Passage provided
A homebrew CPU board with flash ROM

RETROCOMPUTING

Well, that wasn't easy. Have you ever had one of those projects where you thought you'd overcome all the major hurdles only to find yourself going backwards?

This one was like that, with the added complication that it was a combination of new hardware and new software — two lots of software, in fact, in C++ and Python. Every time there was an issue it was hard to know where the fault lay. So let me take you through the process, and how I tried to pin down the problems.

In the end it was both a triumph and … aah no, we'll get to that soon enough.

Office bound

It started out as a straightforward concept — or so I thought. The Zolatron 65C02-based homebrew computer currently uses an EEPROM as its read-only memory (ROM). And that's fine. It works well enough.

But it's inconvenient. Every time I want to upgrade the ROM code (the machine's operating system), I have to shut off the machine, pull the EEPROM chip from its socket, place it in a programmer device, flash the new firmware, remove the chip from the programmer, place it back in its socket and turn the power back on.

And as long as that sentence was, actually doing those things takes a lot longer, especially when the flashing of the software doesn't work first time.

Worse, I have to be present. The Zolatron, dev machine and programmer all have to be there right in front of me, which means I'm tied to the office.

A close-up photograph of a circuit board with several chips, one of which is marked ‘DEV’ and is in a special turquoise socket.

The original CPU board with the EEPROM in a ZIF socket.

The concept

By replacing the EEPROM with flash memory, the chip can remain in place on the Zolatron's CPU board. I just needed some way of reprogramming it in situ, and the perfect solution for that is to have a microcontroller (MCU) on the board, too.

The MCU — an ATmega4809 — runs a program that listens for commands coming over a serial connection from my dev machine (a 2012 MacBook Pro running MX Linux, for the curious). When it receives a 'BURN' command, it downloads the new ROM code from the dev machine and writes it to the flash (an SST39SF010A chip). The MCU code has a couple more tricks, such as the ability to read sections of the flash ROM's memory, but the programming is the important bit.

Written exercise
Continue the write-up about the homebrew CPU board with flash ROM, starting right after its last sentence.

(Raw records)
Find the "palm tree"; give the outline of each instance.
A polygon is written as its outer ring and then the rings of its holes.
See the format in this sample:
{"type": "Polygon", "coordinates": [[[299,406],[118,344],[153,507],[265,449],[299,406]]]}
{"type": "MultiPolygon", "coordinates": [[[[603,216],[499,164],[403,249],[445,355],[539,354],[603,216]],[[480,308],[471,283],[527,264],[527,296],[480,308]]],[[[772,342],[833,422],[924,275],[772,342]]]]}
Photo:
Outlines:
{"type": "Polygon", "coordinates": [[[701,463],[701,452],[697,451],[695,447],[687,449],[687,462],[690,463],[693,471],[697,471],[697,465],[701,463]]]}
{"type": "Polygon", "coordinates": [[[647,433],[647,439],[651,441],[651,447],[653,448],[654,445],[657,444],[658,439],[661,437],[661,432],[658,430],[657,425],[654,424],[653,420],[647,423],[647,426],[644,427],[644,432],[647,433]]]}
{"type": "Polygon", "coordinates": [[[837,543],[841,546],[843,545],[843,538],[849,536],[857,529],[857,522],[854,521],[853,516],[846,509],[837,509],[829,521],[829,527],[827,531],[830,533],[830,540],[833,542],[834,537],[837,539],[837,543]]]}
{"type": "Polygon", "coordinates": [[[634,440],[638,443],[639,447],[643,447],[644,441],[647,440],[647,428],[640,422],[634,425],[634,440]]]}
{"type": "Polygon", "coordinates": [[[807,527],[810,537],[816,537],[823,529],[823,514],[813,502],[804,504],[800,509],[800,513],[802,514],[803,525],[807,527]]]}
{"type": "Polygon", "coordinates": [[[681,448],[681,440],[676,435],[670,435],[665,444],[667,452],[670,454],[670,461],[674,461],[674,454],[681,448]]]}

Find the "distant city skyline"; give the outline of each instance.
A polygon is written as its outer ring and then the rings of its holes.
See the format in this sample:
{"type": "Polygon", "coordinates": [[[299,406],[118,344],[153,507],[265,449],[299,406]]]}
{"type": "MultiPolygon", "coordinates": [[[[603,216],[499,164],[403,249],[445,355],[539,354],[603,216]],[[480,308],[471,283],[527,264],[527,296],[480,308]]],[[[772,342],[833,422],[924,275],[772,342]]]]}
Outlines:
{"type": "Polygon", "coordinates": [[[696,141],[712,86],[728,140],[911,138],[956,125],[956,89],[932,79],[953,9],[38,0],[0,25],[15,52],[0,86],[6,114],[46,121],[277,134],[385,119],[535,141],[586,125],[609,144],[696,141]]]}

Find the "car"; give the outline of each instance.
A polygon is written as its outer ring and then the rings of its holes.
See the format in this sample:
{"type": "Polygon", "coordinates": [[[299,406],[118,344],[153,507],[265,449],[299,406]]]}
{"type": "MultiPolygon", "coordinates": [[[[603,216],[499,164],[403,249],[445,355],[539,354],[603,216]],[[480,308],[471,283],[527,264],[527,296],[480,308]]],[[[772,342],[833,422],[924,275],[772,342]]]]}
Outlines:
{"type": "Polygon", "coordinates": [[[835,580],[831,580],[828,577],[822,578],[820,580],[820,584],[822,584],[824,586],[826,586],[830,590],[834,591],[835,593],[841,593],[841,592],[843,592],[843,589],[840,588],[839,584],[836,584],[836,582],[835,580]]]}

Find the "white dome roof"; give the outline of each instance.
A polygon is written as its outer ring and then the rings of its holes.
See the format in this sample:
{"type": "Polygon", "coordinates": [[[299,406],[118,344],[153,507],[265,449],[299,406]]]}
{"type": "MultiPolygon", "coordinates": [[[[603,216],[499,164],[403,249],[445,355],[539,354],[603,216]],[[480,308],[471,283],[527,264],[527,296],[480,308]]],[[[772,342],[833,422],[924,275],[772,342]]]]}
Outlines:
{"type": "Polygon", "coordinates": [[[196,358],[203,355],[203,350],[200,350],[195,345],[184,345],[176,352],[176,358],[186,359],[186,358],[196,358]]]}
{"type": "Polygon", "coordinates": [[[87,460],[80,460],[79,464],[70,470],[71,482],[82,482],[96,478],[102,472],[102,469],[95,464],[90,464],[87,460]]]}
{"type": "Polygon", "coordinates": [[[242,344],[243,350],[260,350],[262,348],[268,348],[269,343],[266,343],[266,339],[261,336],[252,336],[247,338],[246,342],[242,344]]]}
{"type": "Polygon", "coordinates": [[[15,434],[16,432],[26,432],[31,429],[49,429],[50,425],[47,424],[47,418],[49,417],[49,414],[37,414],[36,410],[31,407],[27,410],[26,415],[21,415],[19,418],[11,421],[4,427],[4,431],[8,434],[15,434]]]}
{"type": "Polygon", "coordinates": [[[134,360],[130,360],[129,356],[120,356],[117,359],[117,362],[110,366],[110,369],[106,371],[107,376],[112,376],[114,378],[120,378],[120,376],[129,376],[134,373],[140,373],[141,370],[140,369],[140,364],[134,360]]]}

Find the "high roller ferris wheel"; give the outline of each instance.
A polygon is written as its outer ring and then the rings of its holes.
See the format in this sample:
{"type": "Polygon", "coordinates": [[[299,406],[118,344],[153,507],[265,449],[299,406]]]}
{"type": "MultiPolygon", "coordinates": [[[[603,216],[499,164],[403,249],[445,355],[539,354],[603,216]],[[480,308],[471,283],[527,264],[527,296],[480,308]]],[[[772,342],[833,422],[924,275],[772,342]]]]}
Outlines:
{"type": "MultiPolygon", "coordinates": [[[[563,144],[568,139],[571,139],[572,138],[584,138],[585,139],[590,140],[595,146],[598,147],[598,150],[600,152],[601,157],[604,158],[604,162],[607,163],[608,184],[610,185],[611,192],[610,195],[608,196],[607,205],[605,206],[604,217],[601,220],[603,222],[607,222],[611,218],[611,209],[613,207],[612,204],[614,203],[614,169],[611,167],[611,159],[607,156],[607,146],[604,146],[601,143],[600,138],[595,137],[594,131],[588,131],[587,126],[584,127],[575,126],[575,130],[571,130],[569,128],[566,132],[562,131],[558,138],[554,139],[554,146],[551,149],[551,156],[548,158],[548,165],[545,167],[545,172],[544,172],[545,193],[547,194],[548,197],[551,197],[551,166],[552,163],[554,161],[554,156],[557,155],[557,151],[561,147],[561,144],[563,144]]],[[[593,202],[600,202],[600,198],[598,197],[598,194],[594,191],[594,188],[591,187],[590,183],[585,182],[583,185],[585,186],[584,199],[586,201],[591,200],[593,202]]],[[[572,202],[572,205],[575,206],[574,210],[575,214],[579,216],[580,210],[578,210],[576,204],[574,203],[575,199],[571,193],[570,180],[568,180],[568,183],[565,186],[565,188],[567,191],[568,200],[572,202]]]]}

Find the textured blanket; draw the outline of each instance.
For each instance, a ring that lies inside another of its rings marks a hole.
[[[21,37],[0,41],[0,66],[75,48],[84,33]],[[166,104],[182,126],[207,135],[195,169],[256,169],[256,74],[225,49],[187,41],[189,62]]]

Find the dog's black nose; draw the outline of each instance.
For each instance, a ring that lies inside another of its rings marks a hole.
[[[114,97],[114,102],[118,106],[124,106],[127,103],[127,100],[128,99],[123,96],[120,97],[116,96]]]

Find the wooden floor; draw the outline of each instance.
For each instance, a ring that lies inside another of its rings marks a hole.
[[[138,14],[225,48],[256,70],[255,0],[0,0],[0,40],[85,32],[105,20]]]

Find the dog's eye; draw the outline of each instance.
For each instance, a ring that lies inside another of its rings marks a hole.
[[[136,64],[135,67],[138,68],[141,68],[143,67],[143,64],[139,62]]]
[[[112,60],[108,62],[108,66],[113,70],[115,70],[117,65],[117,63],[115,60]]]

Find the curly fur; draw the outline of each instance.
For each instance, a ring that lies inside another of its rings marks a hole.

Result of the exercise
The dev laptop (which remains permanently in the office and which I generally access via SSH) does its part of the task using a Python script, itself callable from other scripts.

The 6502 ROM code is on a network share, so I can tweak it while sitting on the living room sofa or in the garden and reflash the Zolatron over an SSH session. Sweet.

But getting to this point wasn't easy.

First steps with flash

I documented my experiments with using flash memory in this way in a series of articles:

Using flash memory as a homebrew computer ROM, which covered the basic concept and a breadboard-based prototype.
A development board for flash-based ROM, where I covered designing a PCB based around an ATmega328PB microcontroller, SRAM and a flash chip.
Software for the flash ROM development board, which I think is probably self-explanatory.
Alternatives to ROM for a homebrew computer, where I applied the lessons learned to thoughts about how I could replace the EEPROM in the Zolatron.

I came to realise that the 'straight-to-flash' approach was most likely to succeed and I honed in on the ATmega4809 as the microcontroller for the job, mainly because it has lots of GPIOs.

Close up photograph of a red electronic circuit board with multiple wires attached.

Experimenting with flash memory.

Controlling the CPU

While the proof of concept experiments had worked well, there were always going to be some complications with moving the idea into the environment of the Zolatron.

It was important that the machine shouldn't have to be shut off before flashing the new code. That meant the computer would be running. And that creates issues.

With the CPU still operating, it would be throwing out signals on the address and data buses. But to program the flash chip, the MCU would need sole control over those lines. The same goes for the CPU's read/write signal (RWB, aka R/W) which is crucial in the decoding logic to tell the ROM (ie, the flash chip) when it should be reading or writing.

Similarly, there are other signals employed by the decoding logic that we can control from the MCU. When address lines A14 and A15 are high, that activates the ROM (via the decoding chip). And the /READ_EN (read enable) and /WRITE_EN signals depend not just on the state of the RWB signal but also the clock, PHI2. They are active only when the clock is high, which is why PHI2 is an input to this decoding logic.

Luckily, the 65C02 CPU has some handy inputs that stop it from working — which in our case is a good thing.

Taking the BE (bus enable) input low makes the CPU let go of the address and data buses and the RWB pin, making them high impedance so that the CPU has no influence on those lines.

Pulling the RDY pin low halts the CPU (without it catching fire) and freezes it in whatever state it was in. Both the BE and RDY lines have been largely ignored in the Zolatron so far, other than being pulled high with 3.3KΩ resistors. Now it's their time to shine.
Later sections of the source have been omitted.